§ REQUIRED TASK
Copy out the rows word for word, starting at the line that contains "Locate the bus rear" and ending with the line that contains "pixel 309 376".

§ MATERIAL SHOWN
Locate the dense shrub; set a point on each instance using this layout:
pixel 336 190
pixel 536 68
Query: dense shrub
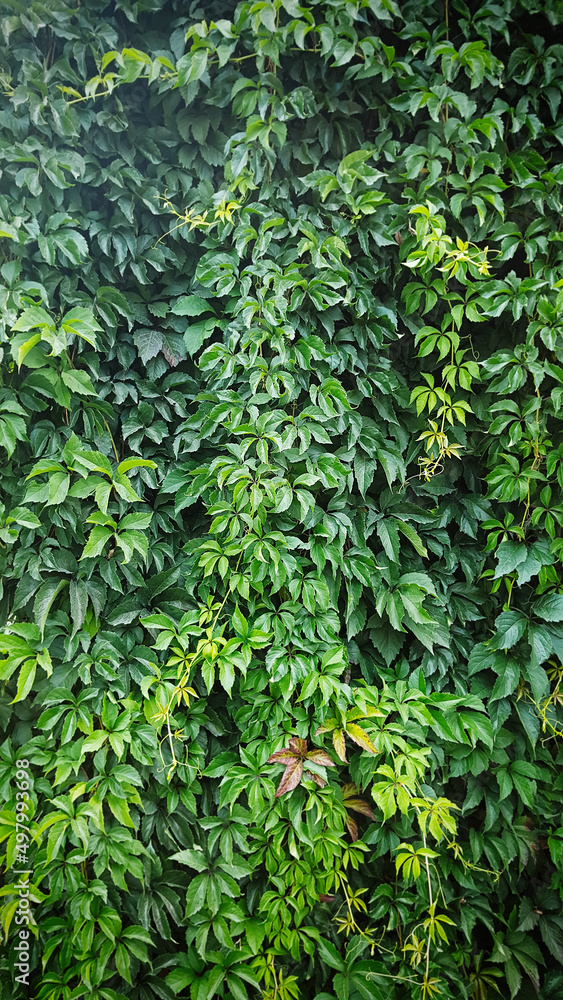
pixel 281 513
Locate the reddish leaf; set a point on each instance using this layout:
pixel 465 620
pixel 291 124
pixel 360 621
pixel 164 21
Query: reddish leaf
pixel 291 777
pixel 283 757
pixel 298 746
pixel 316 778
pixel 321 757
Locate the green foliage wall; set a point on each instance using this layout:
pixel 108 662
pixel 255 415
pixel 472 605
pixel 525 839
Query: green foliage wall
pixel 281 513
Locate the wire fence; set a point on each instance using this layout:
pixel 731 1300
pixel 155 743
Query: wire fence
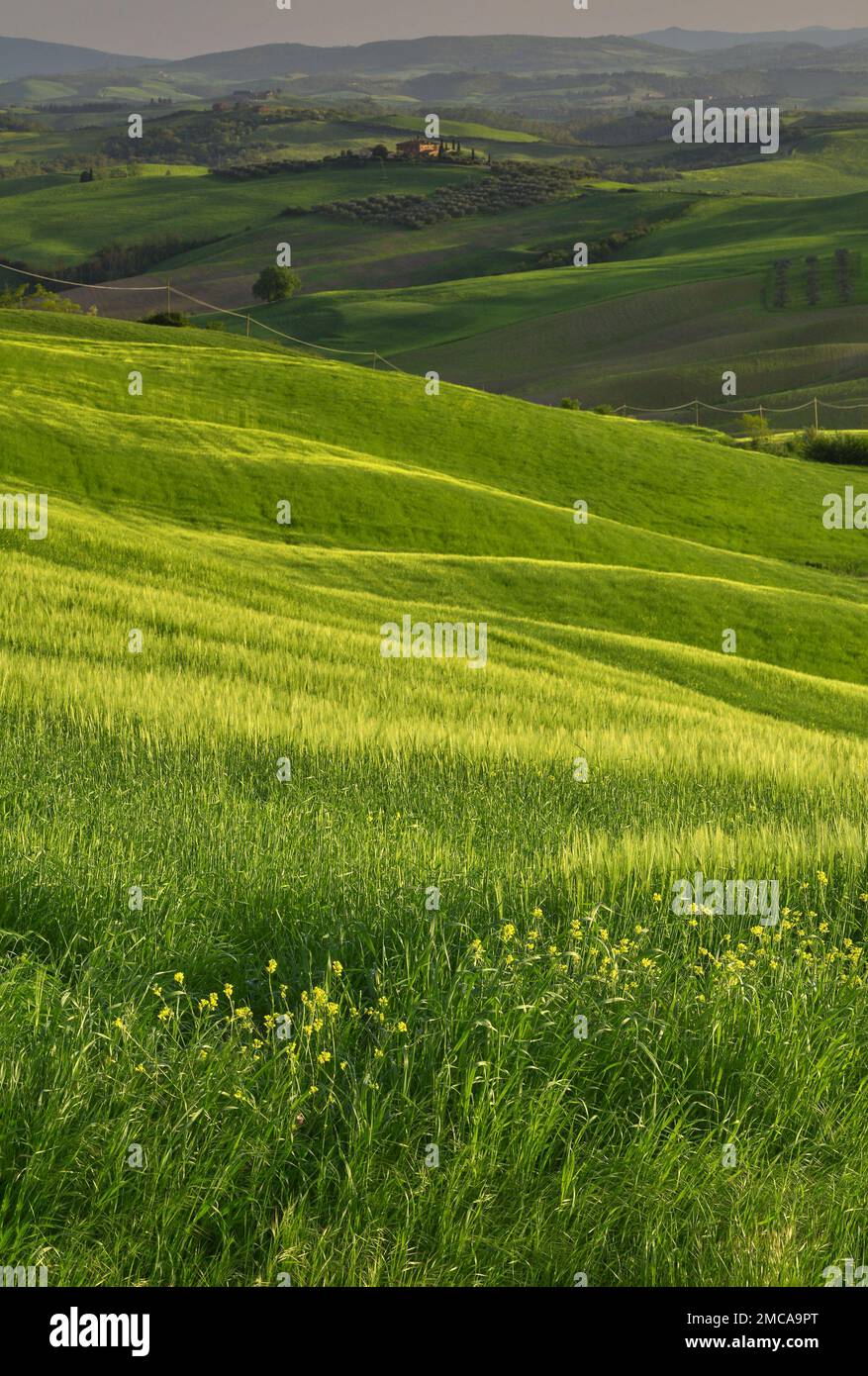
pixel 759 417
pixel 814 412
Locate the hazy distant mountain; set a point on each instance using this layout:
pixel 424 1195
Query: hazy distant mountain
pixel 709 41
pixel 27 56
pixel 497 52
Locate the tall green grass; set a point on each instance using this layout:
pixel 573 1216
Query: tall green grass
pixel 289 1020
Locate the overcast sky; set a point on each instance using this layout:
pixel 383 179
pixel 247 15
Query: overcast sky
pixel 182 28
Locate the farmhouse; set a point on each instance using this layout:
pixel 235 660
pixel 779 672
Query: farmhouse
pixel 417 148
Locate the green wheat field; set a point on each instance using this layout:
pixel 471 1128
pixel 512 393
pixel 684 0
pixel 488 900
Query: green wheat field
pixel 297 941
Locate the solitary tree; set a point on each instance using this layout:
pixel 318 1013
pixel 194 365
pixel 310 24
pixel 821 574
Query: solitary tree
pixel 275 284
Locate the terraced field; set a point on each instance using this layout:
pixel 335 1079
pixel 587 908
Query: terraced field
pixel 289 914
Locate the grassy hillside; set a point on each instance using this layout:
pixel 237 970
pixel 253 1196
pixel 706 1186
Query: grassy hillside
pixel 408 1027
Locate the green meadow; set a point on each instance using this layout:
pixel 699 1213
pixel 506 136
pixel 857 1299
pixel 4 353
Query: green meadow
pixel 365 970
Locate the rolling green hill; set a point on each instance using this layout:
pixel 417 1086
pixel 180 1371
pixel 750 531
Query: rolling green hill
pixel 173 895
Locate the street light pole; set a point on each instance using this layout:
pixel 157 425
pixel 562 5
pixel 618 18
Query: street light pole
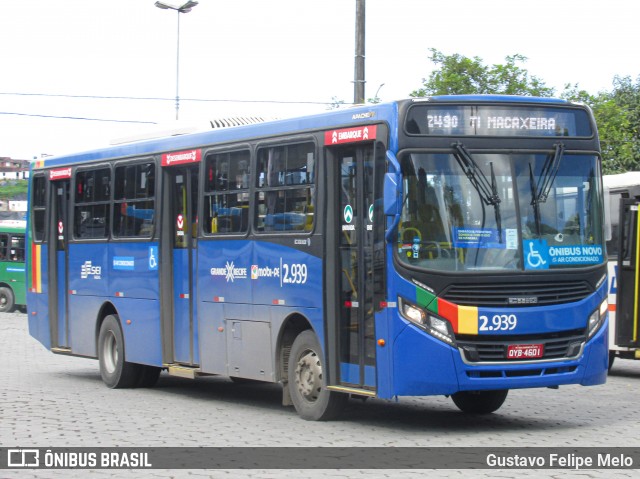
pixel 358 90
pixel 184 8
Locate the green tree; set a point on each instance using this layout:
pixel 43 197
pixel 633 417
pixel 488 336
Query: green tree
pixel 617 115
pixel 459 75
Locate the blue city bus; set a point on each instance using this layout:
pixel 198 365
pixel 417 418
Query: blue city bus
pixel 450 245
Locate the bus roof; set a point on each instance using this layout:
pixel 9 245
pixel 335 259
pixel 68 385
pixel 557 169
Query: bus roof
pixel 337 118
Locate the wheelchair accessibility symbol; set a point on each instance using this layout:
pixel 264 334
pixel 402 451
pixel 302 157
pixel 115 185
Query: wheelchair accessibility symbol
pixel 153 258
pixel 537 254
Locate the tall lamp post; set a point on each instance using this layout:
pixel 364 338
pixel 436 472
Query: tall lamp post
pixel 184 8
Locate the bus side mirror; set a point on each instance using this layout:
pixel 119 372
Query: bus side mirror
pixel 391 194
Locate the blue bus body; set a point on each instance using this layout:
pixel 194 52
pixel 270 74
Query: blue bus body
pixel 233 304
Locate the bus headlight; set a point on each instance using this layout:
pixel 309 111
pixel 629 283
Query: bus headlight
pixel 437 327
pixel 597 318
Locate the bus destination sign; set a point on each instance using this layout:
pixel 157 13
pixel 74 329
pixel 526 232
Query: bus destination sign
pixel 487 120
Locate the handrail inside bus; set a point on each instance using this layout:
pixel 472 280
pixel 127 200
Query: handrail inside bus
pixel 392 192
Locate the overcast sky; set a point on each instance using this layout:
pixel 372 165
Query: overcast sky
pixel 270 51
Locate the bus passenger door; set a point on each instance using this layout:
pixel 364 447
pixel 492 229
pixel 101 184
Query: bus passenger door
pixel 353 204
pixel 628 287
pixel 182 190
pixel 58 265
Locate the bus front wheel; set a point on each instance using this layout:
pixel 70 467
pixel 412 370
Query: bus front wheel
pixel 480 402
pixel 7 300
pixel 115 371
pixel 307 386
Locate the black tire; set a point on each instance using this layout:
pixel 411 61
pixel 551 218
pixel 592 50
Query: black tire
pixel 148 376
pixel 7 300
pixel 307 386
pixel 480 402
pixel 115 371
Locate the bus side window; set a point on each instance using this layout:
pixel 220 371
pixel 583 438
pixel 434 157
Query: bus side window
pixel 227 192
pixel 4 241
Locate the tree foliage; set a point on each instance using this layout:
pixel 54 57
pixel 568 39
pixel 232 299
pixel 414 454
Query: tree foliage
pixel 460 75
pixel 617 112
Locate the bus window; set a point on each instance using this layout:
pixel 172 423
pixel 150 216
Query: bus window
pixel 39 187
pixel 227 192
pixel 16 249
pixel 286 194
pixel 134 200
pixel 92 203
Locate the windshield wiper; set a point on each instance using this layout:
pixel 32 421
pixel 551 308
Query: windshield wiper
pixel 488 192
pixel 540 190
pixel 548 174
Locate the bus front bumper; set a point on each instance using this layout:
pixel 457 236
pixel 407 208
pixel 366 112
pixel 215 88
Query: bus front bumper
pixel 426 366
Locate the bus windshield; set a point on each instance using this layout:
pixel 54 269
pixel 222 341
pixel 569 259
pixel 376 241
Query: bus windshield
pixel 500 211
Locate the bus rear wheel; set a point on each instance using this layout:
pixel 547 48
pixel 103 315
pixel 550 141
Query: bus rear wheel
pixel 115 371
pixel 480 402
pixel 307 385
pixel 7 300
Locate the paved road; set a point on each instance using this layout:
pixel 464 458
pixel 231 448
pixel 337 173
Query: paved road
pixel 49 400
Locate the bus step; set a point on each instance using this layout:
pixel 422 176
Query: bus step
pixel 59 350
pixel 354 391
pixel 183 371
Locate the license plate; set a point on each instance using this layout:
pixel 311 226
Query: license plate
pixel 525 351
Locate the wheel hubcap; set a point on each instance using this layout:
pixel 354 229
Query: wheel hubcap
pixel 110 353
pixel 309 376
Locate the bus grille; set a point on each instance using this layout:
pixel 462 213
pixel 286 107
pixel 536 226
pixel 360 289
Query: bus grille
pixel 476 351
pixel 517 295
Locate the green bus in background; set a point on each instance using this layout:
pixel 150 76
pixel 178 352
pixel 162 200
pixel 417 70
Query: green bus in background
pixel 12 269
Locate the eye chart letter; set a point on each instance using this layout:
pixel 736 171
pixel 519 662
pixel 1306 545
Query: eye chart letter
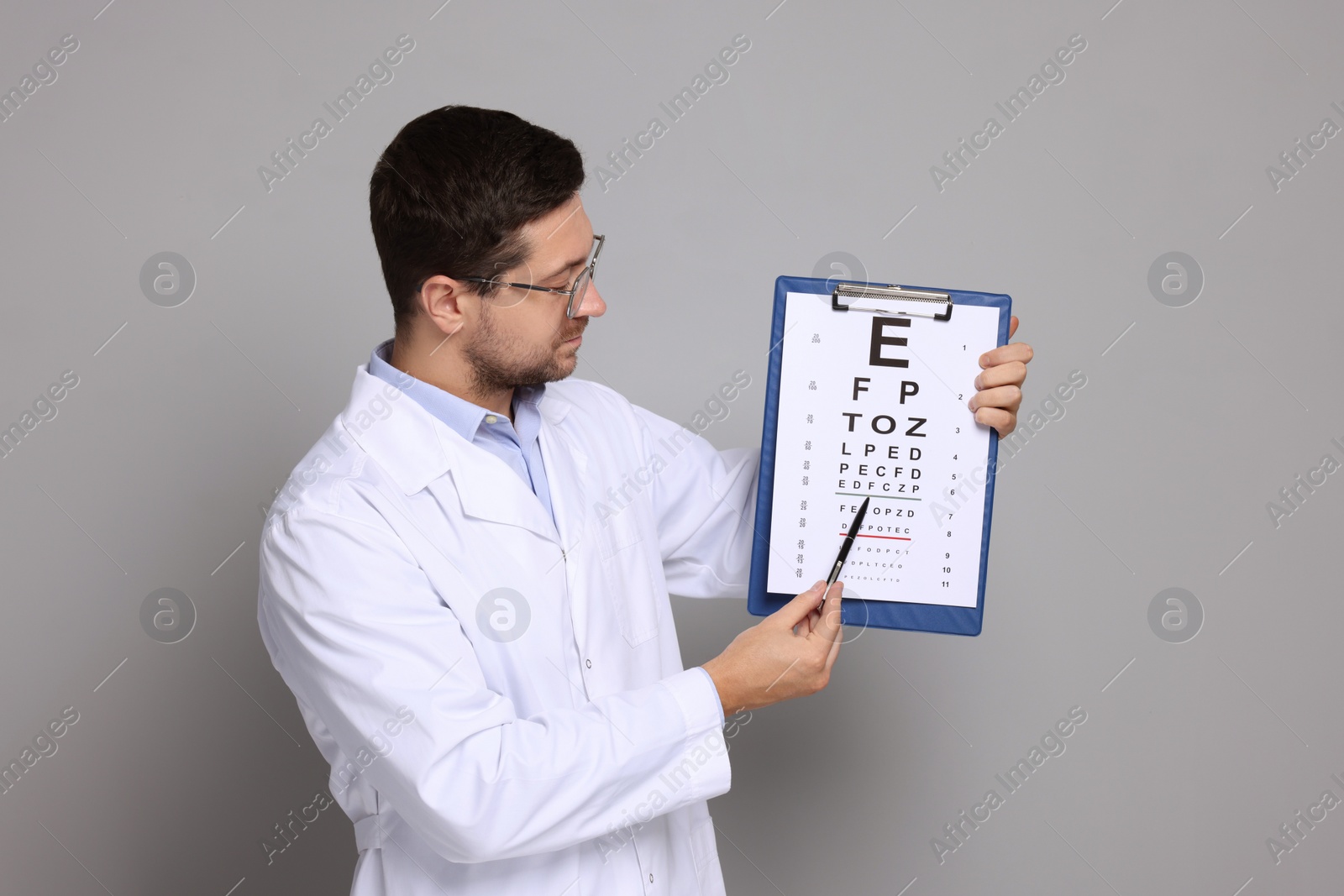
pixel 875 406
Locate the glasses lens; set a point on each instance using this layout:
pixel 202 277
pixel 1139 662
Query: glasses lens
pixel 580 288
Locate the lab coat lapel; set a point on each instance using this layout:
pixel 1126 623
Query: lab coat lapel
pixel 566 470
pixel 417 450
pixel 488 490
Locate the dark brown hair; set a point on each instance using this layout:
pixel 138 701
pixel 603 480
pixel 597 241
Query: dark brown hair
pixel 454 190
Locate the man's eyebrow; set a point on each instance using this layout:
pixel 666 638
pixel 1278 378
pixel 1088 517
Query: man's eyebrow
pixel 564 268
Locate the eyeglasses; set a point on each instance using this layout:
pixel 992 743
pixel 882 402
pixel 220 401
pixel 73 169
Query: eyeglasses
pixel 575 293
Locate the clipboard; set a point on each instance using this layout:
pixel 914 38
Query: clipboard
pixel 839 309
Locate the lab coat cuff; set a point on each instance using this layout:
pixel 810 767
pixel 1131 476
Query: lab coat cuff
pixel 705 748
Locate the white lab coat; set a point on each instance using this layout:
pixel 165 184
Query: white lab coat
pixel 573 759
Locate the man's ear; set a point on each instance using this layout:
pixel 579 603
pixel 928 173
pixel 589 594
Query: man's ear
pixel 445 302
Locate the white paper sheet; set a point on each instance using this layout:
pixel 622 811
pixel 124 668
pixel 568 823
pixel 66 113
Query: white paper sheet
pixel 850 427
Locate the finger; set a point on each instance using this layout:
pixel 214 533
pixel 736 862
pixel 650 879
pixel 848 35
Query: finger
pixel 797 610
pixel 1005 354
pixel 1005 396
pixel 1003 421
pixel 1012 372
pixel 828 625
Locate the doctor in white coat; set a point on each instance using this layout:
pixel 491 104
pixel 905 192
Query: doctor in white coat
pixel 465 580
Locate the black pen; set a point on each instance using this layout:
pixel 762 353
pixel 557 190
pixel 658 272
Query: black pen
pixel 847 544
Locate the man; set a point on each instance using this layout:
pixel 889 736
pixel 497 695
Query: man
pixel 484 656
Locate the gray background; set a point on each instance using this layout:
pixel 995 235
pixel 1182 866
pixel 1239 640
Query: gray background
pixel 1158 476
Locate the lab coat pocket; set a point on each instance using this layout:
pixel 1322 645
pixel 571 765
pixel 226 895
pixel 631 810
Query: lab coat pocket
pixel 707 872
pixel 629 580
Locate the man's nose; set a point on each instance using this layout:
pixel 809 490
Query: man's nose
pixel 593 304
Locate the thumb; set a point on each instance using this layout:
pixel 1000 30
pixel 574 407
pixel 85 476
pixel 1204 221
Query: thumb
pixel 797 610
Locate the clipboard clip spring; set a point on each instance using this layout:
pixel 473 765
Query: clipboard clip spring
pixel 893 300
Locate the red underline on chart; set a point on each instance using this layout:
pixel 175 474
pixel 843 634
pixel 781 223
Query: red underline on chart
pixel 890 497
pixel 893 537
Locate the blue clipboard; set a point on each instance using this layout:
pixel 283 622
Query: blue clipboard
pixel 884 614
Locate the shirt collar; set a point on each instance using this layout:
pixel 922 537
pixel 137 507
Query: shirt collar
pixel 454 411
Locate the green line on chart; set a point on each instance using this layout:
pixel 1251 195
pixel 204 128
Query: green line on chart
pixel 890 497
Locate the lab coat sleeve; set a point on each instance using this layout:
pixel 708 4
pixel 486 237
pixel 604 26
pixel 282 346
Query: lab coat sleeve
pixel 360 636
pixel 705 508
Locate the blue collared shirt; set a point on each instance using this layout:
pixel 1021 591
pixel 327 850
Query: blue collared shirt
pixel 511 441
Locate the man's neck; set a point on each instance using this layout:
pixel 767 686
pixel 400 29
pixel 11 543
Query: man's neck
pixel 449 374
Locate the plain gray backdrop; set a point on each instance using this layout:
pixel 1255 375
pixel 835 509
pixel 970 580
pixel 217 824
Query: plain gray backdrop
pixel 1158 474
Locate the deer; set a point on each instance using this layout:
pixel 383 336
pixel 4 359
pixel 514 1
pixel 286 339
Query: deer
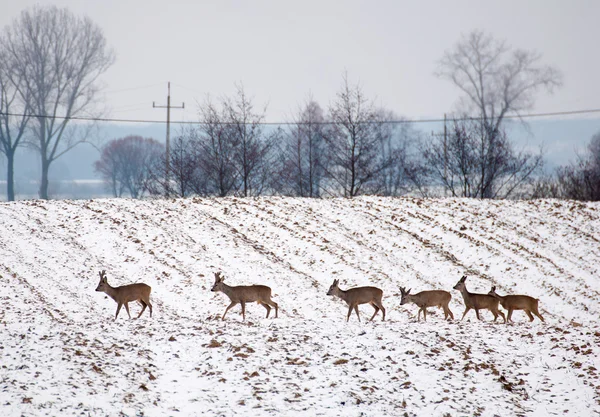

§ OUTPUT OF THE TASK
Locate the bus rear wheel; set a point on each instance using this layout:
pixel 547 48
pixel 103 315
pixel 550 141
Query: bus rear wheel
pixel 115 371
pixel 480 402
pixel 307 385
pixel 7 300
Locate the paved road; set a point on each instance using this layout:
pixel 464 458
pixel 231 448
pixel 337 173
Query: paved road
pixel 49 400
Locate the bus step; set a point on each instance using this layout:
pixel 422 176
Query: bus step
pixel 59 350
pixel 354 391
pixel 183 371
Locate the license plate; set a point on each instance using this layout:
pixel 311 226
Query: license plate
pixel 525 351
Locate the wheel hubcap; set a point on each instance using this layout:
pixel 354 229
Query: wheel hubcap
pixel 110 353
pixel 309 376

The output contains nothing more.